Work to be completed:
Pick out and copy every line below that contains the word "eyebrow".
begin Task input
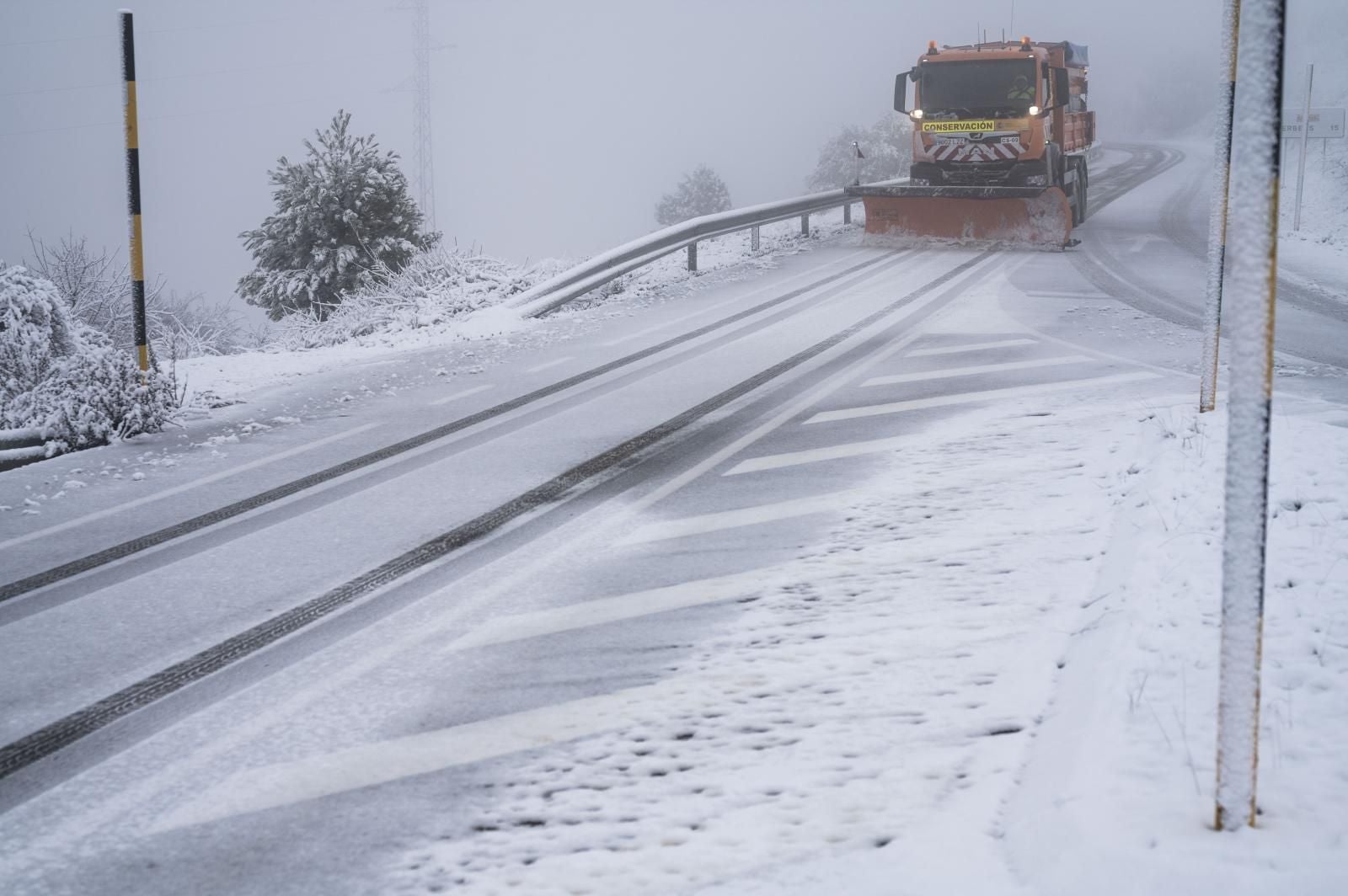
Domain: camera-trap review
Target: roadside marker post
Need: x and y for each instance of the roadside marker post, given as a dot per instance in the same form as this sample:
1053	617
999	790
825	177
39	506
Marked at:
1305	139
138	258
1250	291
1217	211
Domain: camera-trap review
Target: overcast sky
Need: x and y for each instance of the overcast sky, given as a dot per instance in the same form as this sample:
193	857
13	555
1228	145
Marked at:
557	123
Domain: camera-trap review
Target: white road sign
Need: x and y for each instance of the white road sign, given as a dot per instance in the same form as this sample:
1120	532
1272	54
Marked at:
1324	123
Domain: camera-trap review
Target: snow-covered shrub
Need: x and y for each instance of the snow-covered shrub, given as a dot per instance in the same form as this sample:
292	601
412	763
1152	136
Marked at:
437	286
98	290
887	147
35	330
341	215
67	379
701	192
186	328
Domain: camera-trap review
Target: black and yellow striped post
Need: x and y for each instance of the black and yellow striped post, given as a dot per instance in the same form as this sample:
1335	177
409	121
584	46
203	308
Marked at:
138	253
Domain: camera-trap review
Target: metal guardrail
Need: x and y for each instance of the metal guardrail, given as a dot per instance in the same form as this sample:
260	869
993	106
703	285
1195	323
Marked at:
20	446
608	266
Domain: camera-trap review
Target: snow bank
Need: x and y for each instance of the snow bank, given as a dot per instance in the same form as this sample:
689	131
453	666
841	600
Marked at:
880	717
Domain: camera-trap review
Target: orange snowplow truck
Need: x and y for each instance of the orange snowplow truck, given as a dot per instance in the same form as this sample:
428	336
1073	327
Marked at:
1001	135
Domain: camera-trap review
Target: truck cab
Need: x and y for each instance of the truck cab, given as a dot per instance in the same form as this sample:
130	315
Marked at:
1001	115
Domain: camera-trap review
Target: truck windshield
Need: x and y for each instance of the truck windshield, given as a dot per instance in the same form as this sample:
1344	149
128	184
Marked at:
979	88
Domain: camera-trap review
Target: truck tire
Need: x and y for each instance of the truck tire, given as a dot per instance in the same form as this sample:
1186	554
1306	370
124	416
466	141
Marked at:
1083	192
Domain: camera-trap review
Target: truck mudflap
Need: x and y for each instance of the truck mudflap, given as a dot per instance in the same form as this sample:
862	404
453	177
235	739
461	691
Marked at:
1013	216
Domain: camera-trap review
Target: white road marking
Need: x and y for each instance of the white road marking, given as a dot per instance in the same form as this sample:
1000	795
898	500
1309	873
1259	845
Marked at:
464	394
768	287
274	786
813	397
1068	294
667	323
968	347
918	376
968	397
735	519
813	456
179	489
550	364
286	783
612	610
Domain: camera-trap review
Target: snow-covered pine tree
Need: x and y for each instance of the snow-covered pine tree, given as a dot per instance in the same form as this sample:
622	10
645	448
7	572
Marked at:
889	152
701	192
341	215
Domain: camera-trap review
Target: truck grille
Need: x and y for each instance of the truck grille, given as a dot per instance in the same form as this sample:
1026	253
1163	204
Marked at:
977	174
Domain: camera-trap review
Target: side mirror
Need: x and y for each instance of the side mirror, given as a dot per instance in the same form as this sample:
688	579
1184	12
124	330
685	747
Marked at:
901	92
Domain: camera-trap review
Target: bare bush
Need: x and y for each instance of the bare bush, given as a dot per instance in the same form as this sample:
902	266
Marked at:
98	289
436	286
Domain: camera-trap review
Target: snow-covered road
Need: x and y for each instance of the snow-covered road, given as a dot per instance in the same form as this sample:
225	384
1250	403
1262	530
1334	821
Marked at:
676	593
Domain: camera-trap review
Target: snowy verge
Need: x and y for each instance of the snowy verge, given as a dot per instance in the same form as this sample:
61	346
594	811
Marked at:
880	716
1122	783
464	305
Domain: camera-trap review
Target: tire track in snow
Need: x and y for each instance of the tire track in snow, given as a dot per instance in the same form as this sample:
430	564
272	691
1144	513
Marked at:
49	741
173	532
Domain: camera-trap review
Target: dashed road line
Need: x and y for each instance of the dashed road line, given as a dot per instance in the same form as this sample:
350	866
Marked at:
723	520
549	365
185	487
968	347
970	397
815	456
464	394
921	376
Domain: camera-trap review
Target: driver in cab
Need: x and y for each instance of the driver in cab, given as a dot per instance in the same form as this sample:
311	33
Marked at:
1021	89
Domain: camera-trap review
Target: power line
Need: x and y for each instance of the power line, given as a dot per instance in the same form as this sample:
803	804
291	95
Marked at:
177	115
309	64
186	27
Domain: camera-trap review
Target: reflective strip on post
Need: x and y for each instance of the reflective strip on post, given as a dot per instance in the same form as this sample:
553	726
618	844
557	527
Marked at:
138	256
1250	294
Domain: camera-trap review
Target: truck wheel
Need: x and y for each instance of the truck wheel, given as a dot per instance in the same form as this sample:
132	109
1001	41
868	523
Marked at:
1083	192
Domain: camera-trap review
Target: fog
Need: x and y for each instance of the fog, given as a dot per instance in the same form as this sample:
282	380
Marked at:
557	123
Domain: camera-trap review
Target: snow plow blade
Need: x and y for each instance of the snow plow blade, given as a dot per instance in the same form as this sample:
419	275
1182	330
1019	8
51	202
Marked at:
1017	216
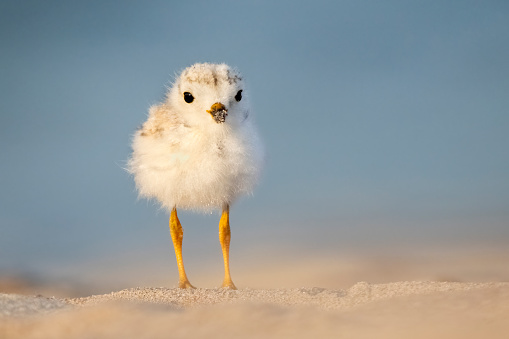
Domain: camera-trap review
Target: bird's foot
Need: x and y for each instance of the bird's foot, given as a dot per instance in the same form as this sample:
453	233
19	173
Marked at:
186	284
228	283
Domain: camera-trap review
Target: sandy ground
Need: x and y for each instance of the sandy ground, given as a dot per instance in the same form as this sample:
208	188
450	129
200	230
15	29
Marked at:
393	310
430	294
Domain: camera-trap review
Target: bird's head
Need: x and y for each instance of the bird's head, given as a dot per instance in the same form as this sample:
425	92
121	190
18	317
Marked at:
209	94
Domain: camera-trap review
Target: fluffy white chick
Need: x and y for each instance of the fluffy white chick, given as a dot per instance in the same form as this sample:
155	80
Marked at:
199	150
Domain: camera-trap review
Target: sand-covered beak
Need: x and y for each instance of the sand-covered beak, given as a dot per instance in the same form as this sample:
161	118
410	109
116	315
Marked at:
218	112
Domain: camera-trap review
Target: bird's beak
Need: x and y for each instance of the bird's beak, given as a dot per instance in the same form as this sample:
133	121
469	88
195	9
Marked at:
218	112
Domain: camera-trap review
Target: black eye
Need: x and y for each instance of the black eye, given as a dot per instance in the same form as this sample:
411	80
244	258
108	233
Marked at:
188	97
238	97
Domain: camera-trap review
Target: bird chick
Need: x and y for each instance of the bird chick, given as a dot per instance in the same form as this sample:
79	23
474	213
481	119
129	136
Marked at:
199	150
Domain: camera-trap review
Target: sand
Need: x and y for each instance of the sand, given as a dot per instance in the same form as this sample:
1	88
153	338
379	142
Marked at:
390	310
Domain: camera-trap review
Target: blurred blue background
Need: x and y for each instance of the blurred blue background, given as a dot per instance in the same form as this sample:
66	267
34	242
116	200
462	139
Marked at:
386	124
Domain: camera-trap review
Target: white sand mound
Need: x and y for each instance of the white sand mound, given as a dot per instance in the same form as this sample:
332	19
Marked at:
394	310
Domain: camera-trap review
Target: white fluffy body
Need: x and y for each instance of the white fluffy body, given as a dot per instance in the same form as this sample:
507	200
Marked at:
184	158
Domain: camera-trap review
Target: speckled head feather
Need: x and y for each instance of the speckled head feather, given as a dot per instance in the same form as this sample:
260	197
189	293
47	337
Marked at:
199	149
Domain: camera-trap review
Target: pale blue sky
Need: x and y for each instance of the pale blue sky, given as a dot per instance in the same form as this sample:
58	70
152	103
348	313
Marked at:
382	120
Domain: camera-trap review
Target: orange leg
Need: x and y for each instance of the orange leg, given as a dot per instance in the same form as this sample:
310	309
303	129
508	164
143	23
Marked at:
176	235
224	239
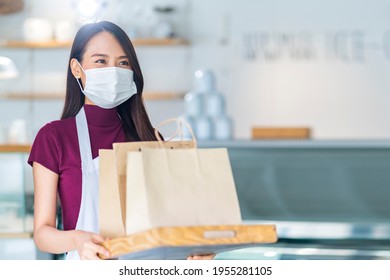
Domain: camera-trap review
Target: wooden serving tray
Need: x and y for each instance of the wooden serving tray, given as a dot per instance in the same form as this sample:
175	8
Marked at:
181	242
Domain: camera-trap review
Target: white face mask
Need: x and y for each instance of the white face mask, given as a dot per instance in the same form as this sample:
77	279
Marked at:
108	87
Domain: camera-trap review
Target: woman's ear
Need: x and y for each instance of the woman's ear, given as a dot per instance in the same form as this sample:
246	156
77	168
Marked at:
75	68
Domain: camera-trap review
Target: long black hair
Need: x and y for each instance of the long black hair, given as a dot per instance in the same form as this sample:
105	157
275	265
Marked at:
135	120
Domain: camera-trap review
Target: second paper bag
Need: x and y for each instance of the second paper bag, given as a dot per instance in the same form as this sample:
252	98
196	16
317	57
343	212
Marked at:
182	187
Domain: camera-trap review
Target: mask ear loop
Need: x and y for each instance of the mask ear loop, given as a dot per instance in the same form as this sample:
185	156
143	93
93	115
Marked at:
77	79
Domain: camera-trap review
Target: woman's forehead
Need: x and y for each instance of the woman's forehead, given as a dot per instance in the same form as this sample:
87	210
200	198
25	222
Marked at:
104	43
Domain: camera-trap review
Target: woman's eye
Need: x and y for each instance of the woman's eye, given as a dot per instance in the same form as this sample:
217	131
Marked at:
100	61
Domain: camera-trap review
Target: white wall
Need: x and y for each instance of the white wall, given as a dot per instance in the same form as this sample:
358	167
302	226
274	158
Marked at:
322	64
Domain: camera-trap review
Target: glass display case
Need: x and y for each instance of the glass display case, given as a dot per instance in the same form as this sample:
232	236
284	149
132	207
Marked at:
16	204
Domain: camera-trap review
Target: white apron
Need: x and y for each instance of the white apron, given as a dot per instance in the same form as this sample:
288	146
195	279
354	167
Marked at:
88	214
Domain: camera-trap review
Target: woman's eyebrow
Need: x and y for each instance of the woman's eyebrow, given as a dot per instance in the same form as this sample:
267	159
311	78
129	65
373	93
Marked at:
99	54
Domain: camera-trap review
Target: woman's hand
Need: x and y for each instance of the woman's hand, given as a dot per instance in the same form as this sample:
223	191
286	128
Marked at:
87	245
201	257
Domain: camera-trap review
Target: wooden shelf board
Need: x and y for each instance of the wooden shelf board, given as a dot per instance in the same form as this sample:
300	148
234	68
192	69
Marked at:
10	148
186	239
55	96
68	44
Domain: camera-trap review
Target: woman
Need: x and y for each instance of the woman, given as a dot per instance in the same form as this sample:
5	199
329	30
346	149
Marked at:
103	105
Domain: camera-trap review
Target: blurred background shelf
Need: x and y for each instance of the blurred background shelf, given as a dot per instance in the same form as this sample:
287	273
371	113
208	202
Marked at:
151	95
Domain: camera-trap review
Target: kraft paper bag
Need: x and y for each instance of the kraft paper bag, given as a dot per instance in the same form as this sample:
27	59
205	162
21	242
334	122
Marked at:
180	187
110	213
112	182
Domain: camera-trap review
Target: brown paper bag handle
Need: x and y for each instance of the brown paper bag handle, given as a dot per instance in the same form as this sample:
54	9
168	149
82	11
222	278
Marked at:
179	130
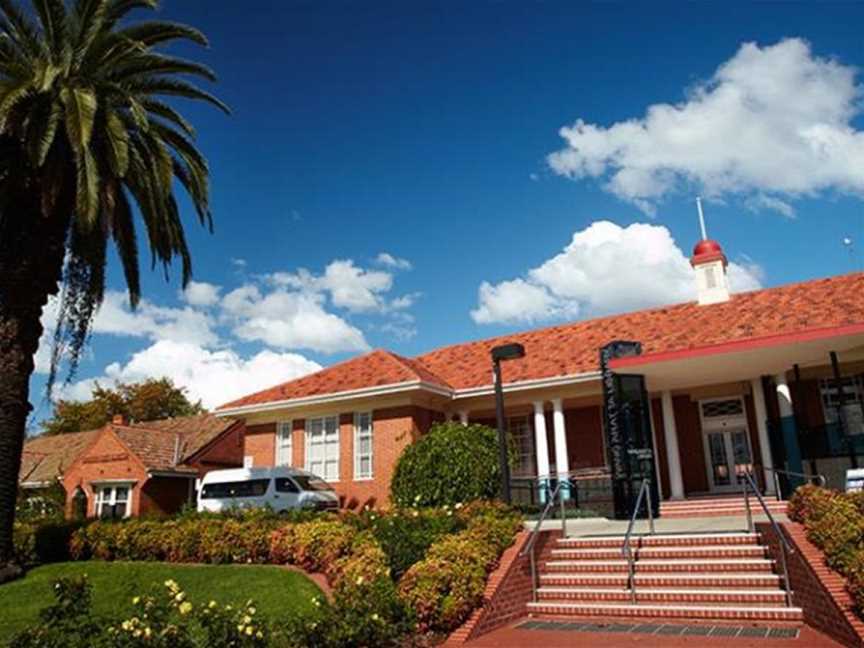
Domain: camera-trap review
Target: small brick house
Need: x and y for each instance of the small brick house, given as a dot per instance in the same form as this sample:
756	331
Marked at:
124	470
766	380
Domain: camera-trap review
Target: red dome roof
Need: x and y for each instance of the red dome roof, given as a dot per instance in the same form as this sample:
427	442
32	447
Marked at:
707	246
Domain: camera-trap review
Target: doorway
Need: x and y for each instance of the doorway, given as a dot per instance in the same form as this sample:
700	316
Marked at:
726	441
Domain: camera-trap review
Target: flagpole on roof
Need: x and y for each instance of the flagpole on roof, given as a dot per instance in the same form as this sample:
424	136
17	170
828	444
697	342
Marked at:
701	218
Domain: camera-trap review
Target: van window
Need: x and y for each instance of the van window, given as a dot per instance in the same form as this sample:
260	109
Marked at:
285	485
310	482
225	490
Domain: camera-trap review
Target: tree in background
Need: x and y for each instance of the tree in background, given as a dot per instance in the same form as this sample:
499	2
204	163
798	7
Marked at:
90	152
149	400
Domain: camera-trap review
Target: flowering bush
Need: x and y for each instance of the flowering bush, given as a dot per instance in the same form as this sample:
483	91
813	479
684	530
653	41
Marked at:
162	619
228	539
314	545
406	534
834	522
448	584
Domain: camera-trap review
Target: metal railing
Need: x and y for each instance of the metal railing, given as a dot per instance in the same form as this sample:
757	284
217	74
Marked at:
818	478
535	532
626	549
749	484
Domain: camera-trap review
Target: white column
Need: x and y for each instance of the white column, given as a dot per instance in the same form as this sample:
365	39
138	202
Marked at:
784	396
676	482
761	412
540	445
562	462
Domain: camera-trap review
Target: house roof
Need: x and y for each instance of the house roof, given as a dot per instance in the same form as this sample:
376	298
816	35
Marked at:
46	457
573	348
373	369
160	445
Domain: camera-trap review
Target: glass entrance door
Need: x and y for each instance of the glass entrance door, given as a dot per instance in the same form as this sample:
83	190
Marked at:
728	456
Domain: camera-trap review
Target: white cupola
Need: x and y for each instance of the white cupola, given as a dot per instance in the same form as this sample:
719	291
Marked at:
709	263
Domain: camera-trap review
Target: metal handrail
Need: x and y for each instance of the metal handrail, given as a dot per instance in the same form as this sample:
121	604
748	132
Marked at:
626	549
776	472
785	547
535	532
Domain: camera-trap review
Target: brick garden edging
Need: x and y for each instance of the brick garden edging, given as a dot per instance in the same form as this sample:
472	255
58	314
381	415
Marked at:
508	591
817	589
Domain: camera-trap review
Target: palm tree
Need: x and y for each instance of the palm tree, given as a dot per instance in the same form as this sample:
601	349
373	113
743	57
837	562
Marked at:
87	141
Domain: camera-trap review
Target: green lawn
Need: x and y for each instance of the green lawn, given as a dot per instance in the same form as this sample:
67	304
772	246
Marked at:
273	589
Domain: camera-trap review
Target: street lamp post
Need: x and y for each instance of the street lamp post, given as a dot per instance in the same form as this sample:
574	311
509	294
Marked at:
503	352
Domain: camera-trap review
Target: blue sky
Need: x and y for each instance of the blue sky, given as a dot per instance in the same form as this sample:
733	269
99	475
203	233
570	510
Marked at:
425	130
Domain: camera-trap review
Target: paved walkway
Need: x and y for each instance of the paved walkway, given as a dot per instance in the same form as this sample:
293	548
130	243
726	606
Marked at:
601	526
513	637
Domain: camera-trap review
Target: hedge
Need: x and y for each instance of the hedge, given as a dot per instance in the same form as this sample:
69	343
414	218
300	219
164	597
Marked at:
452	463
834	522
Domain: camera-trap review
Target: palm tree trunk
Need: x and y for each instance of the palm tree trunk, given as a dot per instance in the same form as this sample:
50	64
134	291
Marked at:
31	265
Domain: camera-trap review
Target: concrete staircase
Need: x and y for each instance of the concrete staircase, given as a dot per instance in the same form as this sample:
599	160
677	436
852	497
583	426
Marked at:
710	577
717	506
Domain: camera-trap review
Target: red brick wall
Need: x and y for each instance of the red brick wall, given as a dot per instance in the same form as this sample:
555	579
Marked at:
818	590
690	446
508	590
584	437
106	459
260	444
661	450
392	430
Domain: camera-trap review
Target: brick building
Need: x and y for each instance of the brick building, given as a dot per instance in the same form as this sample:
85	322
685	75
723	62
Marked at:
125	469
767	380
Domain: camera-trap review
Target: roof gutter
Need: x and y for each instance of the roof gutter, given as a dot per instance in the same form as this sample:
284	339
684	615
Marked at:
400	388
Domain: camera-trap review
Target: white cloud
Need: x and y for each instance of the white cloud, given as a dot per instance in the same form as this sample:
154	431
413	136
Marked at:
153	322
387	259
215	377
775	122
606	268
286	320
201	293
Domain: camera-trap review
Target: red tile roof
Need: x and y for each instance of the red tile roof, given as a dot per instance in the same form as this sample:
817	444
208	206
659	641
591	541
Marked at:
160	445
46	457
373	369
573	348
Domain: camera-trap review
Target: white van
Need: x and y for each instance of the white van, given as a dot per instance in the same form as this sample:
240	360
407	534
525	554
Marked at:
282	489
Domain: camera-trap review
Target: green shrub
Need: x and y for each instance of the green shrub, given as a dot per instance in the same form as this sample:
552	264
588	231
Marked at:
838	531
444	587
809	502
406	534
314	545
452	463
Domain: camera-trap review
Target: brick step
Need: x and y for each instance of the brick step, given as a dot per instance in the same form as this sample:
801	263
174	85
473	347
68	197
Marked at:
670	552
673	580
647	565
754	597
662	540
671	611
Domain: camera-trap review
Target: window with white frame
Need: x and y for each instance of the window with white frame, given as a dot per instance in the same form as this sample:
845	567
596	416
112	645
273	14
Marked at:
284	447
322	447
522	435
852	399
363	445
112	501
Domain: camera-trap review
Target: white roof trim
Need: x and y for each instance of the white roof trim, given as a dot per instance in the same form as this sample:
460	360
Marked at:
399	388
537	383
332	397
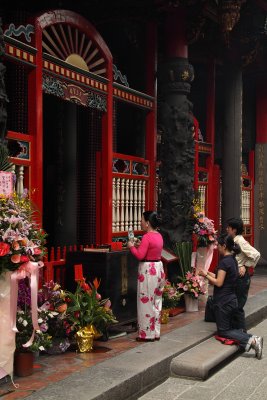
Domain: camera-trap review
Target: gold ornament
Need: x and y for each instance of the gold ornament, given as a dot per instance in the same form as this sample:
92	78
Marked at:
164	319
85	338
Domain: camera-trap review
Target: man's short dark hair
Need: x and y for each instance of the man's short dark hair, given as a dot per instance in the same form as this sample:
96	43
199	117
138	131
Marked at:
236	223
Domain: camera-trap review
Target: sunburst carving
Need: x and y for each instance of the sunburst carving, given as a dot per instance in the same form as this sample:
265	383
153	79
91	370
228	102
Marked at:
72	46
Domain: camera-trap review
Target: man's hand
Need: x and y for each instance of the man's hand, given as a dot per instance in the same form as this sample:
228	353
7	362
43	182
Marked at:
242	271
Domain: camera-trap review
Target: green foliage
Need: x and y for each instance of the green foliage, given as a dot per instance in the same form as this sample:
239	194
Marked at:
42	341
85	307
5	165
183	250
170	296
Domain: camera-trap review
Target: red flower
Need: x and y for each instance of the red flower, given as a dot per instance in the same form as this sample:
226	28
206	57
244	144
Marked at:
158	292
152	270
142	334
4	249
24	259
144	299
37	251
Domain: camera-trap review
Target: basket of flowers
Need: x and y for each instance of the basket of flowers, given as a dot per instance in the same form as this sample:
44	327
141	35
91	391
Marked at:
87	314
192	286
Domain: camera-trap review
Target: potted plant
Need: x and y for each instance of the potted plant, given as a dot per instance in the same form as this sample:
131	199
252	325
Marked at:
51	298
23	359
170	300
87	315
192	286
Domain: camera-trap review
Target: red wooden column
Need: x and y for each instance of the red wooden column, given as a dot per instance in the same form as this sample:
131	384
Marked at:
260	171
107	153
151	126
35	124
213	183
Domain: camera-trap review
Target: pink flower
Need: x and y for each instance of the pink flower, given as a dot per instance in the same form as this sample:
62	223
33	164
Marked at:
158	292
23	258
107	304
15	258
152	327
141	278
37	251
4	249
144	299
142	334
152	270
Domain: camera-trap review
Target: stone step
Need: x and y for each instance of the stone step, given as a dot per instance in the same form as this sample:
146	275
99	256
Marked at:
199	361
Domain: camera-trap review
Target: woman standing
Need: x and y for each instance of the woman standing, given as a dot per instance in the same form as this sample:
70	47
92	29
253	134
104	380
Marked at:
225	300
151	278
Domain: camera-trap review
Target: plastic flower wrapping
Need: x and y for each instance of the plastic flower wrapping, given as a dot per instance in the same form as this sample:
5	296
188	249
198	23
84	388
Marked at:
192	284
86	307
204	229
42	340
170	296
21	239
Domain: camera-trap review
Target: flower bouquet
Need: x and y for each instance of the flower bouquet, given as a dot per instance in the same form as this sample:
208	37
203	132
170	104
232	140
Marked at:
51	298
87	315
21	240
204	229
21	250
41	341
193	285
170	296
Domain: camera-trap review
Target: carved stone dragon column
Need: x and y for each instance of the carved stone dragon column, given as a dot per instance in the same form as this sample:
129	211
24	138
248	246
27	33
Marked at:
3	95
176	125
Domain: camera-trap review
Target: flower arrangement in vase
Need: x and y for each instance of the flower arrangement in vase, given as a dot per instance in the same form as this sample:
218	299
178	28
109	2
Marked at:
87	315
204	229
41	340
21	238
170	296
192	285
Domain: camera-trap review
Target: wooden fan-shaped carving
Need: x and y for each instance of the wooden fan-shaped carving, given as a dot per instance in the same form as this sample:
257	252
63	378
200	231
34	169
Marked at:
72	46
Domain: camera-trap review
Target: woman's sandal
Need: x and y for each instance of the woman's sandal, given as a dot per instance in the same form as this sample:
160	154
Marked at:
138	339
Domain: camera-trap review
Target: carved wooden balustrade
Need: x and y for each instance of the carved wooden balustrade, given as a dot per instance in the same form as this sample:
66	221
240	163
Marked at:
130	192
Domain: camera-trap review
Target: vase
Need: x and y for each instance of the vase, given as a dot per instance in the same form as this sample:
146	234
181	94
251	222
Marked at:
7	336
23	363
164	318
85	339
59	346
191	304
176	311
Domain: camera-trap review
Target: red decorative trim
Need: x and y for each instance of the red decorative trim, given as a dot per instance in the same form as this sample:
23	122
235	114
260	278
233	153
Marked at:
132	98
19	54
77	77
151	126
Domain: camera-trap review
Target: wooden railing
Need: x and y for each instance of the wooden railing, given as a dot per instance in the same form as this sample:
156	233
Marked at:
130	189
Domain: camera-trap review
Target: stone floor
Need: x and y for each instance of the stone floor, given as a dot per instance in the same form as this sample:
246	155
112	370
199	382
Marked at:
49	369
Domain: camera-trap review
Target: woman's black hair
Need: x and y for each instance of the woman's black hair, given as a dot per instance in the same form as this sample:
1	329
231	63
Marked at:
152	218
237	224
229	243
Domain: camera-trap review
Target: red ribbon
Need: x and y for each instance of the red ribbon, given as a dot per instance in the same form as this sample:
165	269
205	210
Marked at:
end Task input
Answer for the task:
Target: woman's eyebrow
Need: x and y for each instance of the woman's eyebrow, given as a dot per instance in the same form as this sample:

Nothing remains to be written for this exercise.